**WHAT YOU WILL DO**
Copy all of the items below word for word, keeping every line and coordinate unchanged.

**DATA LINES**
----------------

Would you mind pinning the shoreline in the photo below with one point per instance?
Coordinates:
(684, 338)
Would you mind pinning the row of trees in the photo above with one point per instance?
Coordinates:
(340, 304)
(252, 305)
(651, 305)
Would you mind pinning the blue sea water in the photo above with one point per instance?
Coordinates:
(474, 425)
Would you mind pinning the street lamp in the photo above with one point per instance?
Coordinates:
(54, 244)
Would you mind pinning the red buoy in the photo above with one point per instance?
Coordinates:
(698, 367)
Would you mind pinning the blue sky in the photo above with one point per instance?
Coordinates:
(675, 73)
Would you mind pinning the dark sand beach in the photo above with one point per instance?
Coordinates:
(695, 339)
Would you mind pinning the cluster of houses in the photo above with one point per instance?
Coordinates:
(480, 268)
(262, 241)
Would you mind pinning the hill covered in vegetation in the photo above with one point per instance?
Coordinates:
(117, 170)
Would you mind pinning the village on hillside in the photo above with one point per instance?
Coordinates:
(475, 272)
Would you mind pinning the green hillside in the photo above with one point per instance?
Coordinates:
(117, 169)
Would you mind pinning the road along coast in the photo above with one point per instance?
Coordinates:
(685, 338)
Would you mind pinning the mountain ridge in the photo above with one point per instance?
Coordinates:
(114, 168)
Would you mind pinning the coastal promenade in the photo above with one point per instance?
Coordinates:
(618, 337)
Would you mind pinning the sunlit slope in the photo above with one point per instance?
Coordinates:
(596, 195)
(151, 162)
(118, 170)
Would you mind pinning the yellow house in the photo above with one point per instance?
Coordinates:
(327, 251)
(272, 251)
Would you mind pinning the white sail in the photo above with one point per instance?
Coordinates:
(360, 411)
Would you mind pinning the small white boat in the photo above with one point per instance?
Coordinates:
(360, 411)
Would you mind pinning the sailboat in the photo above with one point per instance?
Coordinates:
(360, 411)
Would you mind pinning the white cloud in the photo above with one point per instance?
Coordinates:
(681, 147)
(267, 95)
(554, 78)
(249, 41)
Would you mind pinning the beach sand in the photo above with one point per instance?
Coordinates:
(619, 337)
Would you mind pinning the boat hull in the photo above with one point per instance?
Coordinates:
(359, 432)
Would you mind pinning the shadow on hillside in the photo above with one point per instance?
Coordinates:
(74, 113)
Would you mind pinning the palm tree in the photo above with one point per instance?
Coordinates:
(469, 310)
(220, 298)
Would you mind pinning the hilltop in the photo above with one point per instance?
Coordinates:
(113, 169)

----------------

**OUTPUT BELOW**
Would you mind pinning the shoreline in the photo below with one point per instance?
Coordinates:
(684, 338)
Would you mind pinning the row of trees in the photo above with one point per instance?
Coordinates:
(340, 304)
(252, 305)
(651, 305)
Would you mind pinning the blue sea water in the photo above with one point per instance?
Coordinates:
(474, 425)
Would you mind pinning the street lamp in the photo above with one point per instance?
Coordinates:
(54, 244)
Would you mind pinning the red buoy in the photo above with one point per instance?
Coordinates:
(698, 367)
Would you mind pinning the blue sky in the photo above with one point per instance?
Coordinates:
(675, 73)
Would you mind pinning the dark sand beach in the photo above with one point per instance?
Coordinates:
(695, 339)
Would you mind pinning the cluster of houses in the photo above with one point per instance?
Coordinates:
(480, 268)
(262, 241)
Would you mind pinning the hill covered in vegetation in the photo above with one point per instance?
Coordinates:
(117, 170)
Would you mind pinning the village on hillside in the photo above with one point per instance?
Coordinates:
(475, 272)
Would you mind pinning the green hillside in the photo above with one point per instance?
Coordinates:
(117, 169)
Would you mind pinning the road along coast in the photo above with one point per instance?
Coordinates:
(685, 338)
Would you mind pinning the mountain ridge in the photo above with one point per instance?
Coordinates:
(114, 168)
Would you mind pinning the coastal promenade in the photo above with one point per instance?
Coordinates:
(618, 337)
Would you mind pinning the sunlit slope in the photo above with one point per instance?
Coordinates:
(596, 195)
(151, 162)
(118, 170)
Would you mind pinning the yellow house in the photo above with one point per instance?
Coordinates:
(327, 251)
(272, 251)
Would you mind pinning the white sail in the photo above with one point per instance?
Coordinates:
(360, 411)
Would you mind pinning the small white boat in the photo above with one point per instance?
Coordinates:
(360, 411)
Would you mind pinning the sailboat in the photo above with one point per instance?
Coordinates:
(360, 411)
Would you mind pinning the white cloud in the photo above with one point per instance?
Coordinates:
(681, 147)
(267, 95)
(554, 78)
(249, 41)
Would you mind pinning the beach sand in the photo above with one point per instance?
Coordinates:
(619, 337)
Would you mind pinning the boat hull in the photo above with one point per instance?
Coordinates:
(359, 432)
Would you mind pinning the shadow on hillside in the photo above with one point per instance?
Coordinates:
(74, 113)
Would you mind pinning the palm tree in the photo above with one point per instance?
Coordinates:
(469, 310)
(220, 298)
Would you mind pinning the hilltop in the photo above with one point per instance?
Coordinates:
(113, 169)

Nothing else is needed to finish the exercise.